Вспоминаю, как я восстанавливал большую житийную икону Иоанна Богослова из Вологды начала 16 века. Сколько с ней проблем было! Сейчас приезжаю в музей, вижу эту вещь — и как будто встретил близкого тебе человека.
Я хорошо узнал очень многих людей, работающих в области реставрации, особенно когда мне довелось делать фундаментальную Всесоюзную выставку реставрации, в которой приняли участие все работавшие тогда в шестнадцати республиках специалисты. А когда все они собрались на Крымском валу, в Центральном доме художника, где выставка заняла всё его помещение, я понял, что это мощнейший отряд подвижников. Я никогда не забуду праздничного настроения, охватившего людей. Иногда говорят: "Реставратор — это ведь и художник, ему часто приходится наступать на горло собственной песне, отказываться от каких-то своих личных поисков", — но настоящий реставратор, если хочет заниматься творчеством — всегда найдёт для этого пути.

- Задание 1
Перескажите короче, списком, абзац текста о реставрации, который начинается словами «Я хорошо узнал». Главные факты нужно сохранить.
- Задание 2
Выпишите из текста о реставрации все собственные названия мест и зданий.

Сохранённые записи
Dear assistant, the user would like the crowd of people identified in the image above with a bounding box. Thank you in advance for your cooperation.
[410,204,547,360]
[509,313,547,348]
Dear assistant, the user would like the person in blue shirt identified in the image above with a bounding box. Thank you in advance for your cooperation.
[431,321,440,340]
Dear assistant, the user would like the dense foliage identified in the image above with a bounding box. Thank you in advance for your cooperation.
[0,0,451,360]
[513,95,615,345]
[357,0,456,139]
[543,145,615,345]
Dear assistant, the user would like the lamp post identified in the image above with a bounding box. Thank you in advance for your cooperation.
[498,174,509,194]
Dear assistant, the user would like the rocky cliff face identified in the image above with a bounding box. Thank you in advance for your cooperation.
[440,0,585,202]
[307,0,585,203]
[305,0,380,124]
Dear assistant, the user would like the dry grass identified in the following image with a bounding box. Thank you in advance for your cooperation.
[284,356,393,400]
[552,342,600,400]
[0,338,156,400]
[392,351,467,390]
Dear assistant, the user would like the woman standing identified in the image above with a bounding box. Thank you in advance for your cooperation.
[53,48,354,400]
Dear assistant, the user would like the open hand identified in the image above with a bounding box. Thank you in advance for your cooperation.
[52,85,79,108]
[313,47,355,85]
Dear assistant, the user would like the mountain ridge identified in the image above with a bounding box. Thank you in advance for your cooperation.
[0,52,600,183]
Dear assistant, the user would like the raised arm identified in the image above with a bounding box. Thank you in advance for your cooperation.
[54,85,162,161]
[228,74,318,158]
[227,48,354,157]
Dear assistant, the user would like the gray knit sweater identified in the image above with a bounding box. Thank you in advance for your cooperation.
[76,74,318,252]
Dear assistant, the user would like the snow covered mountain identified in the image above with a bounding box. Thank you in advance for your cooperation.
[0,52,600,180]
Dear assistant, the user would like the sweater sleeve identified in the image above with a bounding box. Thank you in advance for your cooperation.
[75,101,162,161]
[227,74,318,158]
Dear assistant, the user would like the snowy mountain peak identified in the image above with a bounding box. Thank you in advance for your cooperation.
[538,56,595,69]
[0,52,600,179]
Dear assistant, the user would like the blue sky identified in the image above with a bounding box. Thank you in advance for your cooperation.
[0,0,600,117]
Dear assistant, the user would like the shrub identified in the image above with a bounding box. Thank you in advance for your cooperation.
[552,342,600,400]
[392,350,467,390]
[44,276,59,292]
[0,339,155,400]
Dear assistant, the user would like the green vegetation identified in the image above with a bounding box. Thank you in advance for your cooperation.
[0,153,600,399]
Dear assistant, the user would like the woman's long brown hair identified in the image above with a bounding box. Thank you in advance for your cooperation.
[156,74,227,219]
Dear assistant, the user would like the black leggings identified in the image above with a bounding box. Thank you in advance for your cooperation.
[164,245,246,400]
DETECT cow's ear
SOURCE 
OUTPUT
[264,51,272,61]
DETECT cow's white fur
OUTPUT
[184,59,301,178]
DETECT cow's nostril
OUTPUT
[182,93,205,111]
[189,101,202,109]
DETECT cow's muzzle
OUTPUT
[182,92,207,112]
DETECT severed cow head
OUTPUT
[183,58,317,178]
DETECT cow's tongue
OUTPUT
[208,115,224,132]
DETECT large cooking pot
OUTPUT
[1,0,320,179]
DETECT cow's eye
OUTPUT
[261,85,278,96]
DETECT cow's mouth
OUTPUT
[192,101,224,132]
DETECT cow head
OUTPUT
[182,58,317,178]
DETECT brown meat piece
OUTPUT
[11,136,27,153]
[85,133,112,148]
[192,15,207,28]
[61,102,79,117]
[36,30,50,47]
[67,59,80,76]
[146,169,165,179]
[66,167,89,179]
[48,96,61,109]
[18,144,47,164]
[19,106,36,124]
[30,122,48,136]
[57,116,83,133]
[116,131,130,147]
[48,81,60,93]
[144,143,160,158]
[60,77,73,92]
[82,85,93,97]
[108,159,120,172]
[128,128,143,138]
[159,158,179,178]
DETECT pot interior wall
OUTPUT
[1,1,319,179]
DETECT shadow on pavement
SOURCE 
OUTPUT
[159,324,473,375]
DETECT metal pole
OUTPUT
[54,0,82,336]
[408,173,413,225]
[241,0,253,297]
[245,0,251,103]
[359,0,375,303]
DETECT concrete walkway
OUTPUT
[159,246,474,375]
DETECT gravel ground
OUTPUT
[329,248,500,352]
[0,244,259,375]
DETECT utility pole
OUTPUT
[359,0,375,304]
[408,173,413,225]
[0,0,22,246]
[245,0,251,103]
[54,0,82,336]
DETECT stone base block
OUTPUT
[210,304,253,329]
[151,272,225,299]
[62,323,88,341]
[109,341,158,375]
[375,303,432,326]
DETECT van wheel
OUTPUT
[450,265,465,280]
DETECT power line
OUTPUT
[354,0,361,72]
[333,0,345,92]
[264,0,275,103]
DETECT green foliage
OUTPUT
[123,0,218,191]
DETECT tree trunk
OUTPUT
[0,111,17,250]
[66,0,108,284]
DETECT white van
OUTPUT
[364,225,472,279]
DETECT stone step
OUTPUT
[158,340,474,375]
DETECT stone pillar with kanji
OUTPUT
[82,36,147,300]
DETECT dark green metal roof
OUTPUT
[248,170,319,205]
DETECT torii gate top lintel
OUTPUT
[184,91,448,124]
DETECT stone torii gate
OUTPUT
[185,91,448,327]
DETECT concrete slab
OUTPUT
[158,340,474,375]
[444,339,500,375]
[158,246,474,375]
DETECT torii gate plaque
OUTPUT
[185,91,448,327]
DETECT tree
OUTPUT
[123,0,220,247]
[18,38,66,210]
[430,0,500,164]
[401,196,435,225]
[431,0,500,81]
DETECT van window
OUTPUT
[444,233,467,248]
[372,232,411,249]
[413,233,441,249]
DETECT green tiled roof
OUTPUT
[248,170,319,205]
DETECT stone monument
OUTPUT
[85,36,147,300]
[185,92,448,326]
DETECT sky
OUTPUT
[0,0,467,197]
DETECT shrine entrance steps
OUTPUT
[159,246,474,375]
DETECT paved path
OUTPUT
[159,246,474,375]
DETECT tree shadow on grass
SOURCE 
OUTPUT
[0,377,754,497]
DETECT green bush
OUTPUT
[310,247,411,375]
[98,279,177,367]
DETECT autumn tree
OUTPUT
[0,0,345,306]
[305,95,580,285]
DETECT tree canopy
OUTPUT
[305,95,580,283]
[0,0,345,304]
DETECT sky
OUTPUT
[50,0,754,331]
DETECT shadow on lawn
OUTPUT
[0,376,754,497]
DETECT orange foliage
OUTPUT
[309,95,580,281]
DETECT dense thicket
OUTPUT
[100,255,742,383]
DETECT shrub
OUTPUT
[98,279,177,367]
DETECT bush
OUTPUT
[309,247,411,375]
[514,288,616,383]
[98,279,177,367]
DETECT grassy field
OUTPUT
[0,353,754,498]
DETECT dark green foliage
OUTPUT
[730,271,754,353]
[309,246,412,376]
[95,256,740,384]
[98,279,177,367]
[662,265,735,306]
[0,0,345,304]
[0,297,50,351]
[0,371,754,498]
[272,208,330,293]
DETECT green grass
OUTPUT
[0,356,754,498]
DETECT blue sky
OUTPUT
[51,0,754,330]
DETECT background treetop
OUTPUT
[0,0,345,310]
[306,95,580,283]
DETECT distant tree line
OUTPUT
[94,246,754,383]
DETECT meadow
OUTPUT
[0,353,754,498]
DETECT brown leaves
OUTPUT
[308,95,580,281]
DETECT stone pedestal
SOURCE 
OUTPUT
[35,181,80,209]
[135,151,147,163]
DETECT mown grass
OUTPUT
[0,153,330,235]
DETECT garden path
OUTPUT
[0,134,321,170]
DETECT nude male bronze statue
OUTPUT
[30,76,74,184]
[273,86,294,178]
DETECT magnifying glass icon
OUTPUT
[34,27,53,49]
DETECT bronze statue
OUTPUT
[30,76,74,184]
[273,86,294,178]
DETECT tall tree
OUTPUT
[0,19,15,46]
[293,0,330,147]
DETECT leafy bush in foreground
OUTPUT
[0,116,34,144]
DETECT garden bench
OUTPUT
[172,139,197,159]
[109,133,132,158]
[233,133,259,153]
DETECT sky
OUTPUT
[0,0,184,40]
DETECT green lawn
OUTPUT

- Ожидаемый ответ 1
- Автор хорошо узнал многих реставраторов, особенно когда делал фундаментальную Всесоюзную выставку реставрации.
- В выставке участвовали все специалисты, работавшие тогда в шестнадцати республиках.
- Выставка заняла всё помещение Центрального дома художника на Крымском валу.
- Собравшихся автор назвал мощнейшим отрядом подвижников и навсегда запомнил их праздничное настроение.
- Бывает, говорят, что реставратору часто приходится отказываться от личных поисков. Но настоящий реставратор, если хочет заниматься творчеством, всегда найдёт для этого пути.

- Ожидаемый ответ 2
Вологда; Крымский вал; Центральный дом художника